-- Materials provided follows --

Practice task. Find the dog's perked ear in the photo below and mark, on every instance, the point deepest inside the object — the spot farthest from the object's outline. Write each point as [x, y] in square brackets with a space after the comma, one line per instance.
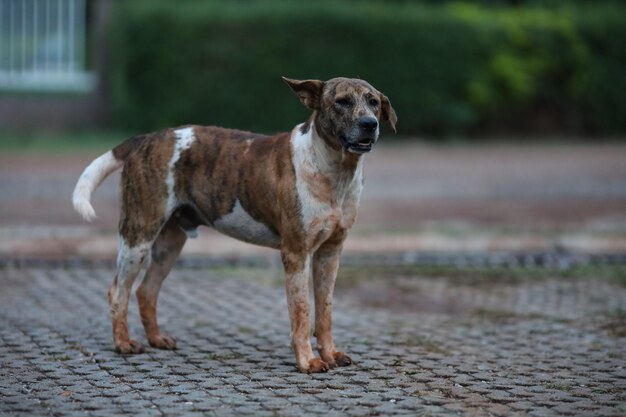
[309, 91]
[388, 114]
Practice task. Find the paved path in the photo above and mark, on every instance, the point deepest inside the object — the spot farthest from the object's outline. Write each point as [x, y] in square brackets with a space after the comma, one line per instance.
[462, 345]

-- Materials provided concluded --

Task: Repeat the data exactly as written, but without the pictures.

Answer section:
Practice task. Find the dog's perked ear in the photo below and mark, on every instance, the point deepest inside the object — the spot farthest from the object's outline. Write each point as [x, y] in square brackets with a space after the comma, one line per instance.
[309, 91]
[388, 114]
Practice task. Find the paved path in the photo above and mark, on every instance, the point deepest inside the object — the spot farthest from the object's outline. Write each point as [x, y] in square brackets with a space after the comma, one line per instance.
[462, 345]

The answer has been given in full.